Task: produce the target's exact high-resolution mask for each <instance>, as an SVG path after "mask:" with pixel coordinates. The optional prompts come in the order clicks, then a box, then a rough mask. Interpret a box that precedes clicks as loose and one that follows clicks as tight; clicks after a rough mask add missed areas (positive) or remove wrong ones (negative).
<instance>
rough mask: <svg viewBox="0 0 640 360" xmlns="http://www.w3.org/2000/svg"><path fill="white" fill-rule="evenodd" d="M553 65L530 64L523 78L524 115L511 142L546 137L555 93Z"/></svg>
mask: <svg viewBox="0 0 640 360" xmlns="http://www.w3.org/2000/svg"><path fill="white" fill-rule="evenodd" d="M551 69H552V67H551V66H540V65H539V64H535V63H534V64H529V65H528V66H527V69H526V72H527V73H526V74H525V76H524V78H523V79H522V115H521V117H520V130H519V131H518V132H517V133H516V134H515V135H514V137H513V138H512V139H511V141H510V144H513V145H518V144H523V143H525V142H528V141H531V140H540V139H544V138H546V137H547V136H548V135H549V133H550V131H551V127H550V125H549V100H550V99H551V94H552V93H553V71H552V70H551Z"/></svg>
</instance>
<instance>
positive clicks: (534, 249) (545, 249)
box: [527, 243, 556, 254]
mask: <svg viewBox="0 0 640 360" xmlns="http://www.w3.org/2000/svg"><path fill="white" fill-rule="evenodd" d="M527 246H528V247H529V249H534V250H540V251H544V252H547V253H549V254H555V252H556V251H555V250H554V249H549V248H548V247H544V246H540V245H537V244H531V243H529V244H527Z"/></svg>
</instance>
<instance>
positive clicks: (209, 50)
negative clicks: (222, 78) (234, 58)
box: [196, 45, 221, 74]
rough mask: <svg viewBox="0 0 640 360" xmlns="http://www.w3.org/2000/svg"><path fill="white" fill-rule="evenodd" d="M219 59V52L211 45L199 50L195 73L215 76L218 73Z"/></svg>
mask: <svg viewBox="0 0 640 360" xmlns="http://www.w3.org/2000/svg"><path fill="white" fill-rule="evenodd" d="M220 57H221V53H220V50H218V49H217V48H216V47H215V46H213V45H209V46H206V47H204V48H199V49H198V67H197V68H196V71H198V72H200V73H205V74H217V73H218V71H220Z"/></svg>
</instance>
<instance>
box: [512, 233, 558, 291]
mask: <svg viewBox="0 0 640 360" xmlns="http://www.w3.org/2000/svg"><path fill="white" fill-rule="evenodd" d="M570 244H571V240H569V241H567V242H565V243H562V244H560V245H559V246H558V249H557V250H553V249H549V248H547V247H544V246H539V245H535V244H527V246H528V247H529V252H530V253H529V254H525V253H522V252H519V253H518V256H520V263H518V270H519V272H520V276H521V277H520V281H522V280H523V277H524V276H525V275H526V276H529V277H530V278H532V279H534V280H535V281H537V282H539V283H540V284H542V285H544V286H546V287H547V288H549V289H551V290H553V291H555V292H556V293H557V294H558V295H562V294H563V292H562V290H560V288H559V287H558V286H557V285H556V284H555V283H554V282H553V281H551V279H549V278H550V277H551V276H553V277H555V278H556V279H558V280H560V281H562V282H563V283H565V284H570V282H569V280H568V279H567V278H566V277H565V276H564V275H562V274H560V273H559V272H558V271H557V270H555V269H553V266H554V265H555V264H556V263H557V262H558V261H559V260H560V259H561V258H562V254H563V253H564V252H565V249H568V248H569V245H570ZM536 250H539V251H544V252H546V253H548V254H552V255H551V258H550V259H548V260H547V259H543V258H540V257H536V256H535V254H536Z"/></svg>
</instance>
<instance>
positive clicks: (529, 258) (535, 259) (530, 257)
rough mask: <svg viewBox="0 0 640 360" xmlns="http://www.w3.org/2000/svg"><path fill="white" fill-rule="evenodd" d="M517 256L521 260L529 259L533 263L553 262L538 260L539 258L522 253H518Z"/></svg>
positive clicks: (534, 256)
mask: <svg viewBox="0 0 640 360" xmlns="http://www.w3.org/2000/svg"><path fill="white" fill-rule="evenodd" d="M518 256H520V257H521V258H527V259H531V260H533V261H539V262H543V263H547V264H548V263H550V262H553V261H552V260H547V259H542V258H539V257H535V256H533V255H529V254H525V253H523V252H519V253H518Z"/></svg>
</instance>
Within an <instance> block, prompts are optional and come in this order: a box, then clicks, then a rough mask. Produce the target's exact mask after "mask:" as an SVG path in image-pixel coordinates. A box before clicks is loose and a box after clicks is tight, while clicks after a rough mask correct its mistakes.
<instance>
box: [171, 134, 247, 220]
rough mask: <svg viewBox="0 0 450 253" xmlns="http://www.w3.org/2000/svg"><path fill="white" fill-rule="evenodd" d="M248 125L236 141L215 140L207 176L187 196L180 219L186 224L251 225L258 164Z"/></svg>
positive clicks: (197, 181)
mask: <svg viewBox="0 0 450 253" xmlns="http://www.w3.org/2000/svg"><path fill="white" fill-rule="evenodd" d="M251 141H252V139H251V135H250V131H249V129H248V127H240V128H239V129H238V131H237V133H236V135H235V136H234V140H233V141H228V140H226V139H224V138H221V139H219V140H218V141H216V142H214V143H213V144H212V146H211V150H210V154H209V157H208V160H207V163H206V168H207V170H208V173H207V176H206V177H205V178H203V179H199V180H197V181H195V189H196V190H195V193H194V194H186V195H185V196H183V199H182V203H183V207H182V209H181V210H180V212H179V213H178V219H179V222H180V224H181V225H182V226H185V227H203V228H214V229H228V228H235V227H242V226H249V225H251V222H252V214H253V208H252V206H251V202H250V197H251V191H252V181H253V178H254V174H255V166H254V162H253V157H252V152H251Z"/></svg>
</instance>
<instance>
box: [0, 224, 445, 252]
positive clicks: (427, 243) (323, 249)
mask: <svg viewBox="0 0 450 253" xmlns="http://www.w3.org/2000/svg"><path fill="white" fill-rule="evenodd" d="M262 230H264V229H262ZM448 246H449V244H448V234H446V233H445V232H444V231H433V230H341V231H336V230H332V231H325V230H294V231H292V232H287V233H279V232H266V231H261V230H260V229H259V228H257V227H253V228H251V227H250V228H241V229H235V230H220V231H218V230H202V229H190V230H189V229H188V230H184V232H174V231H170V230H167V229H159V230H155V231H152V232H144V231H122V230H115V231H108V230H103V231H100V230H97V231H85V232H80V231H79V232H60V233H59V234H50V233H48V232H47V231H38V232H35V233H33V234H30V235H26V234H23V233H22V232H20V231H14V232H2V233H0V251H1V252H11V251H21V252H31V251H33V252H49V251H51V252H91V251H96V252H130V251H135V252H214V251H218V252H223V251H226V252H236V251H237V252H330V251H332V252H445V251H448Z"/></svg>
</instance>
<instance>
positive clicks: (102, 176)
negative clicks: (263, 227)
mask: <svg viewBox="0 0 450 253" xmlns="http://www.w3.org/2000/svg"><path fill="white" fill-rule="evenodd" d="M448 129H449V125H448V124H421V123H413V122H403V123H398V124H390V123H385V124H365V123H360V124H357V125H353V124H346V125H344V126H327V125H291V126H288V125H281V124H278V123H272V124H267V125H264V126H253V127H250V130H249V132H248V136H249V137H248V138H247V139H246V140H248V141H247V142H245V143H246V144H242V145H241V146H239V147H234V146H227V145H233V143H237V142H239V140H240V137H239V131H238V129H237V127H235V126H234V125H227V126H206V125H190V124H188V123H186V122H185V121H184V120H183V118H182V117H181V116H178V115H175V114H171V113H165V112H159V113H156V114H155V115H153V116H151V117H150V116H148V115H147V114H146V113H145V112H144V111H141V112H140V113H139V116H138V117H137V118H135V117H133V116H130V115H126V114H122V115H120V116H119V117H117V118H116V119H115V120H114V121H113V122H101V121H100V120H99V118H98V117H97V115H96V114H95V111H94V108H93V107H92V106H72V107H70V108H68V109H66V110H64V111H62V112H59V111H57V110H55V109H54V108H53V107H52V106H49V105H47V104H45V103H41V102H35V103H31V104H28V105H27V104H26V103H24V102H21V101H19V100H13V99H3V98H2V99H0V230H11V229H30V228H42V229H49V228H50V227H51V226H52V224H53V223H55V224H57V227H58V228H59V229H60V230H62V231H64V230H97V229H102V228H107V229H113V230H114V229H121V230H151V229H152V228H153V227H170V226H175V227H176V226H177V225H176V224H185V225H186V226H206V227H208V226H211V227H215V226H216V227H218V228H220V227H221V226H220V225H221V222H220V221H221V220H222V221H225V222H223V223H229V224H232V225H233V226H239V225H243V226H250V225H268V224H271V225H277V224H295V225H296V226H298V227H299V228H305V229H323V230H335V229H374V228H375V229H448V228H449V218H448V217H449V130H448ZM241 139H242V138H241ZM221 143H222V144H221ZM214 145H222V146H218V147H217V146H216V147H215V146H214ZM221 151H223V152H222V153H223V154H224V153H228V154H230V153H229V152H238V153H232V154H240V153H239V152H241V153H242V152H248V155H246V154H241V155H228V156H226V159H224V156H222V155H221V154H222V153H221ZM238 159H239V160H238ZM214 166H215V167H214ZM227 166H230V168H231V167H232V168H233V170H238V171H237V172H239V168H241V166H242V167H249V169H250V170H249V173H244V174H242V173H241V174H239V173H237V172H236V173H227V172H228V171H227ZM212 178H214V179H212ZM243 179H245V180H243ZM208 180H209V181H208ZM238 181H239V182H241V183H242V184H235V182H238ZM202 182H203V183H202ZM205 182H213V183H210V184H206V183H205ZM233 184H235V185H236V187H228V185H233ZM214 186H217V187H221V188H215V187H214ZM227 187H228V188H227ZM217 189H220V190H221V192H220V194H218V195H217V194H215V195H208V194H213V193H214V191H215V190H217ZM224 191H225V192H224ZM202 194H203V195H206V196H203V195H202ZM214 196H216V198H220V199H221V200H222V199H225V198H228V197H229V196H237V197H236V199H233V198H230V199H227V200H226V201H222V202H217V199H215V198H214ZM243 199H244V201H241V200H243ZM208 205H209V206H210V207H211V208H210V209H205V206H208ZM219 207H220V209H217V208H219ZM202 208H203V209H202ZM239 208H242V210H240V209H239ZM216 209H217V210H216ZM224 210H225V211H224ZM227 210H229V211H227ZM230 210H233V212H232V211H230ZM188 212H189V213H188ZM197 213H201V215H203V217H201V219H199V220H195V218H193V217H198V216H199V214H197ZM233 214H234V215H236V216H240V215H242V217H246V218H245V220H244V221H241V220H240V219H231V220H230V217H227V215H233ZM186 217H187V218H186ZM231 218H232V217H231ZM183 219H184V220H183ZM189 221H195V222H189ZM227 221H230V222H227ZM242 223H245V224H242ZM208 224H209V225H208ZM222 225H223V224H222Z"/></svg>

+++

Yapılacak iş
Malzemenin en başından "65L530 64L523 78L524" ifadesinin geçtiği satıra kadar her şeyi, iki uç da dahil olmak üzere, hiçbir değişiklik yapmadan kopyalayın.

Beklenen yanıt
Task: produce the target's exact high-resolution mask for each <instance>, as an SVG path after "mask:" with pixel coordinates. The optional prompts come in the order clicks, then a box, then a rough mask. Interpret a box that precedes clicks as loose and one that follows clicks as tight; clicks after a rough mask add missed areas (positive) or remove wrong ones (negative).
<instance>
rough mask: <svg viewBox="0 0 640 360" xmlns="http://www.w3.org/2000/svg"><path fill="white" fill-rule="evenodd" d="M553 65L530 64L523 78L524 115L511 142L546 137L555 93Z"/></svg>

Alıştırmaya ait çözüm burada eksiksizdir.